▶ WHAT THE TASK ASKS
Using the records below, find every line that includes "ridge" and copy it.

▶ EXERCISE INPUTS
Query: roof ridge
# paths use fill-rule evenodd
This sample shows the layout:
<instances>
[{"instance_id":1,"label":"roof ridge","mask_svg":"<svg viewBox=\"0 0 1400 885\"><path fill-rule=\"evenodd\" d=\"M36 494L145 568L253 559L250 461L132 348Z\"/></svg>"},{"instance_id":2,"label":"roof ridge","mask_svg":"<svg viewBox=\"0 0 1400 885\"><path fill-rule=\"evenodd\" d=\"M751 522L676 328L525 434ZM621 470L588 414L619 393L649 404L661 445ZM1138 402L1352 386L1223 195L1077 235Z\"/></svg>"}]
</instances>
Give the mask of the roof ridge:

▶ ANSWER BOX
Query: roof ridge
[{"instance_id":1,"label":"roof ridge","mask_svg":"<svg viewBox=\"0 0 1400 885\"><path fill-rule=\"evenodd\" d=\"M36 494L145 568L253 559L250 461L132 348Z\"/></svg>"},{"instance_id":2,"label":"roof ridge","mask_svg":"<svg viewBox=\"0 0 1400 885\"><path fill-rule=\"evenodd\" d=\"M751 522L676 328L525 434ZM621 470L588 414L619 393L649 404L661 445ZM1138 402L1352 386L1223 195L1077 235Z\"/></svg>"}]
Give the mask of the roof ridge:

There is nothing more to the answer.